- [Source document]:

Ten AFLP markers linked to the NFP locus were identified using the Bulked Segregant Analysis method (Michelmore et al., 1991). Distances between the NFP locus and the linked markers were evaluated by genotyping 12 Nod+ individuals and 93 Nod− individuals of an F2 subpopulation derived from the cross C31 × DZA315.16. Two markers (PK12 and B07494), which had already been localised on the M. truncatula genetic map (Thoquet et al., 2002), were also found to be linked to the NFP locus. Consequently, we were able to map the NFP locus at the Northern extremity of linkage group 5, corresponding to chromosome 5. Of the 10 newly identified AFLP markers, the one found to be localised at the closest genetic distance to the NFP locus, PV02, was mapped on the M. truncatula genetic map. This allowed us to build a 3.8 cM local map of the NFP region, including three markers (Figure 7).
In this study, we have used the model legume M. truncatula to further dissect the mechanisms by which NFs induce symbiotic responses and nodulation. We hypothesised that mutants in a gene acting upstream of DMI1 and DMI2 might be deficient for NF-induced root hair deformation, and screened for this phenotype. A novel M. truncatula mutant, C31, was identified that does not respond to NFs by root hair deformation, a rapid calcium flux, calcium spiking or early nodulin gene expression. This pleiotropic phenotype strongly suggests that the NFP locus controls NF signal transduction. Previous work had identified five genes (DMI1, DMI2, DMI3, NSP1 and NSP2) that are required for an NF-activated signal transduction pathway, with DMI1 and DMI2 apparently acting upstream of the other three genes (Catoira et al., 2000; Oldroyd and Long, 2003; Wais et al., 2000; C. Gough, unpublished results). Like the nfp mutant, dmi1 and dmi2 mutants are unable to respond to NFs by calcium spiking and early nodulin gene expression (Catoira et al., 2000; Wais et al., 2000). This indicates that DMI1, DMI2 and the NFP locus all control steps of the same NF-activated signal transduction pathway. Furthermore, while dmi1 and dmi2 mutants show modified root hair deformation and a modified rapid calcium flux response (Catoira et al., 2000; Shaw and Long, 2003), the nfp mutant is completely deficient for both these responses. This provides good evidence that the NFP locus acts upstream of the DMI1 and DMI2 genes in this signal transduction pathway. Unlike dmi mutants, the nfp mutant is still able to establish a symbiotic association with mycorrhizal fungi. Furthermore, we find that symbiotic expression of MtENOD11 is normal in arbuscule-containing cortical cells of nfp roots colonised by a mycorrhizal fungus. The mechanism for MtENOD11 induction during mycorrhizal colonisation is therefore independent of the NFP locus, supporting the idea that NFP is specifically involved in NF signalling (see model presented in Figure 8).
For the genetic interpretation of the pleiotropic phenotype of the nfp mutant, complete linkage was shown between the absence of both nodulation and NF-induced root hair deformation. Also, the NF responses which are absent in the nfp mutant, are all absent or modified in dmi and nsp1 mutants, for which there is genetic evidence that a single mutated gene is responsible in each case for the multiple defects (Catoira et al., 2000). Furthermore, the NFP locus does not map on the same linkage group as any of the three DMI genes (Anéet al., 2002). In conclusion, it is probable that the multiple defects in NF responsiveness of the nfp mutant are the result of only one mutated gene, although we cannot rule out that mutations in two closely linked genes are involved.

- [Using the information]:
1 - Condense the paragraph of the excerpt on the NFP locus that begins "For the genetic interpretation" into a short bulleted list that keeps its main facts.
2 - Copy the part of the excerpt on the NFP locus starting with "Ten AFLP markers" and going on through "markers (Figure 7).", swapping "genetic map" for "linkage map".

Records from a data-collection set
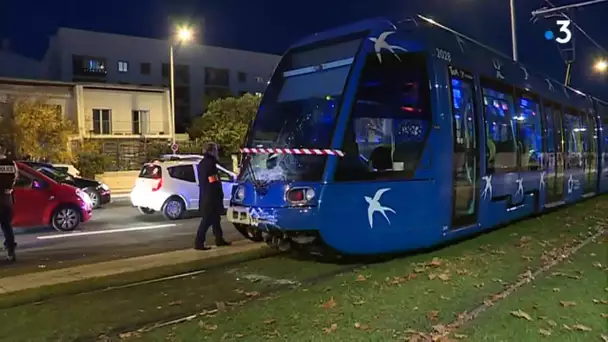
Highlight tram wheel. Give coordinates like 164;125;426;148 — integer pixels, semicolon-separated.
234;223;264;242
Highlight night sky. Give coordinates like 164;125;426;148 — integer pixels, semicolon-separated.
0;0;608;99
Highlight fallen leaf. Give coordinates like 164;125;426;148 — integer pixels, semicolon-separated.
323;323;338;334
511;310;532;321
559;300;576;308
429;258;441;267
198;321;217;331
437;273;450;281
433;324;447;334
426;311;439;321
322;297;338;309
572;324;591;331
355;322;369;330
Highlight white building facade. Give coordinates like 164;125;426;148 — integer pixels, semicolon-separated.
43;28;280;133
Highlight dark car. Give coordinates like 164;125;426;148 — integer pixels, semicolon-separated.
22;161;111;209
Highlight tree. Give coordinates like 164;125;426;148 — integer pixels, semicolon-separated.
188;94;260;155
0;98;75;162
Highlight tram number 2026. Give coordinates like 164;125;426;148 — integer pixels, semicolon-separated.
435;49;452;62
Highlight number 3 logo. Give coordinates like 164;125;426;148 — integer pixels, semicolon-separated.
555;20;572;44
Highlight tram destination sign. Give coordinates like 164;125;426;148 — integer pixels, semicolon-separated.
448;65;473;80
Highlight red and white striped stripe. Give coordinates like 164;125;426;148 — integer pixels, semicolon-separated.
241;147;344;157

- [Results in order]:
1 -
- Absence of nodulation and absence of NF-induced root hair deformation were completely linked.
- The NF responses missing in the nfp mutant are all absent or modified in dmi and nsp1 mutants. In each of those mutants, genetic evidence shows that a single mutated gene causes the multiple defects.
- The NFP locus does not map on the same linkage group as any of the three DMI genes.
- The multiple NF-response defects of the nfp mutant probably come from only one mutated gene. Mutations in two closely linked genes cannot be ruled out.

2 -
Ten AFLP markers linked to the NFP locus were identified using the Bulked Segregant Analysis method (Michelmore et al., 1991). Distances between the NFP locus and the linked markers were evaluated by genotyping 12 Nod+ individuals and 93 Nod− individuals of an F2 subpopulation derived from the cross C31 × DZA315.16. Two markers (PK12 and B07494), which had already been localised on the M. truncatula linkage map (Thoquet et al., 2002), were also found to be linked to the NFP locus. Consequently, we were able to map the NFP locus at the Northern extremity of linkage group 5, corresponding to chromosome 5. Of the 10 newly identified AFLP markers, the one found to be localised at the closest genetic distance to the NFP locus, PV02, was mapped on the M. truncatula linkage map. This allowed us to build a 3.8 cM local map of the NFP region, including three markers (Figure 7).